• **ABOUT THIS TASK**
In your copy of the listing below, reproduce each word exactly and include no pictures.
● ● ● ●
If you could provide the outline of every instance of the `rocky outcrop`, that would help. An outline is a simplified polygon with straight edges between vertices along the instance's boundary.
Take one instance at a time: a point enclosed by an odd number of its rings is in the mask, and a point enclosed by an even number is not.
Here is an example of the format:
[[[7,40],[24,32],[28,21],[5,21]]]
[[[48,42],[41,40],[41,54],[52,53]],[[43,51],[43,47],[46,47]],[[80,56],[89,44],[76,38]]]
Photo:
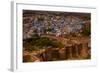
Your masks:
[[[24,52],[23,62],[90,59],[90,50],[87,43],[69,44],[65,48],[46,48]]]

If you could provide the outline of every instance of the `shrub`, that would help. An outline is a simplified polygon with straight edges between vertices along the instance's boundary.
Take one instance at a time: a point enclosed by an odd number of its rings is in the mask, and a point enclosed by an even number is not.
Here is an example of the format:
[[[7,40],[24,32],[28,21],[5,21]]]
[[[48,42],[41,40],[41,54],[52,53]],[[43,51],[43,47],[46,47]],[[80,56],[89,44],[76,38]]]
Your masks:
[[[28,51],[42,49],[43,47],[62,48],[64,45],[61,42],[50,40],[48,37],[40,37],[38,39],[31,39],[31,41],[24,44]]]
[[[91,29],[90,28],[84,29],[82,33],[85,36],[89,36],[91,34]]]

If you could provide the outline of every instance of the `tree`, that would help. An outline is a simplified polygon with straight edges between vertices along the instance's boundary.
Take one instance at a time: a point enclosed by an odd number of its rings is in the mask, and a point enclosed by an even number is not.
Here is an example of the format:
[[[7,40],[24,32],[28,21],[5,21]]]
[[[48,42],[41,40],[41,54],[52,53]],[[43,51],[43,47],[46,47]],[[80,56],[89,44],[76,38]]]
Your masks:
[[[85,36],[89,36],[91,34],[91,29],[90,28],[85,28],[82,33]]]

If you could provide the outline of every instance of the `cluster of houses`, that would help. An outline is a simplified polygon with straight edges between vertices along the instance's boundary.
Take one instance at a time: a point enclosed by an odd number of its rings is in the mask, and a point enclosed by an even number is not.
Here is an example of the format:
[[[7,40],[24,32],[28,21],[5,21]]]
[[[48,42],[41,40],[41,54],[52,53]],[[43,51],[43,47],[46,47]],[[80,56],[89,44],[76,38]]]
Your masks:
[[[66,14],[53,14],[53,13],[37,13],[33,16],[24,17],[23,31],[24,37],[31,37],[32,34],[51,34],[60,36],[70,33],[82,32],[84,27],[84,20],[77,16]],[[28,29],[28,30],[27,30]]]

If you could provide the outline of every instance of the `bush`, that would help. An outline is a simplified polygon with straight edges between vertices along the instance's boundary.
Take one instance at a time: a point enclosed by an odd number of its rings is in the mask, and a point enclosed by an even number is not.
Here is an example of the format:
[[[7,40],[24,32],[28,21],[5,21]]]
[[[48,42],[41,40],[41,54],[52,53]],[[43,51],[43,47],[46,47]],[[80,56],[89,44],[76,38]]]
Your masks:
[[[28,51],[42,49],[43,47],[62,48],[64,45],[61,42],[50,40],[47,37],[40,37],[38,39],[31,39],[31,41],[24,44]]]
[[[85,36],[89,36],[91,34],[91,29],[90,28],[84,29],[82,33]]]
● ● ● ●
• **RESULT OF THIS EXERCISE**
If you could provide the outline of every instance of the `rocky outcrop`, that would help. An outline is a simplified polygon with straight edges between vertices along the instance's boundary.
Take one instance at a time: a point enclosed by an odd number of its rings is in the mask, and a point enclosed by an even number is not.
Here is an example of the format:
[[[7,40],[24,32],[28,21],[5,21]]]
[[[48,42],[41,40],[41,54],[52,53]],[[43,51],[43,47],[46,47]],[[80,56],[89,44],[76,38]]]
Photo:
Your masks:
[[[24,52],[23,62],[90,59],[90,50],[87,43],[69,44],[65,48],[46,48]]]

If you could provide the outline of every instance of the `shrub`, that would help. An outline is a simplified polygon with straight edges between vertices along the instance's boundary.
Take one instance at a time: a point enclosed by an odd number of its rings is in the mask, and a point enclosed by an even number is not.
Here is an example of the format:
[[[7,40],[24,32],[28,21],[5,21]]]
[[[48,42],[41,40],[41,54],[52,53]],[[43,51],[43,47],[46,47]],[[80,56],[89,44],[76,38]]]
Your masks:
[[[28,51],[42,49],[43,47],[62,48],[64,45],[61,42],[50,40],[48,37],[40,37],[38,39],[31,39],[31,41],[24,44]]]
[[[91,29],[90,28],[84,29],[82,33],[85,36],[89,36],[91,34]]]

If you could provide the outline of every instance of the `tree`, that would help. An outline is a simplified polygon with straight edges between vertices along the instance's boundary.
Take one instance at a time: a point enclosed by an odd number of its rings is in the mask, and a point enclosed by an even number is not.
Here is an example of the format:
[[[7,40],[24,32],[28,21],[5,21]]]
[[[48,42],[41,40],[41,54],[52,53]],[[43,51],[43,47],[46,47]],[[80,56],[89,44],[76,38]]]
Your masks:
[[[85,36],[89,36],[91,34],[91,29],[90,28],[85,28],[82,33]]]

If you could provide the outline of every instance of the `cluster of houses`, that would help. An outline is a simplified polygon with straight edges between vertices along the instance's boundary.
Take one instance at a time: a point enclosed by an odd number of its rings is in the mask, and a point enclosed by an even number is not.
Here is an example of the format:
[[[7,40],[24,32],[28,21],[5,21]]]
[[[48,42],[41,40],[41,54],[52,53]],[[43,51],[43,47],[46,47]],[[80,56],[89,44],[76,38]]]
Your masks:
[[[66,14],[53,14],[53,13],[37,13],[33,16],[24,17],[23,31],[24,37],[31,37],[32,34],[51,34],[60,36],[70,33],[82,32],[84,27],[84,20],[77,16]],[[28,29],[28,30],[27,30]]]

If you could provide the outline of every instance of the `bush`, that would help. An outline is a simplified polygon with straight edges between vertices along the instance's boundary.
Take one instance at a time: a point enclosed by an odd number of its rings is in the mask, and a point enclosed by an even number is not.
Here is an example of the format:
[[[7,40],[24,32],[28,21],[5,21]]]
[[[48,42],[41,40],[41,54],[52,53]],[[43,51],[43,47],[46,47]],[[80,56],[89,44],[76,38]]]
Your masks:
[[[28,51],[42,49],[43,47],[62,48],[64,45],[61,42],[50,40],[47,37],[40,37],[38,39],[31,39],[31,41],[24,44]]]
[[[85,36],[89,36],[91,34],[91,29],[90,28],[84,29],[82,33]]]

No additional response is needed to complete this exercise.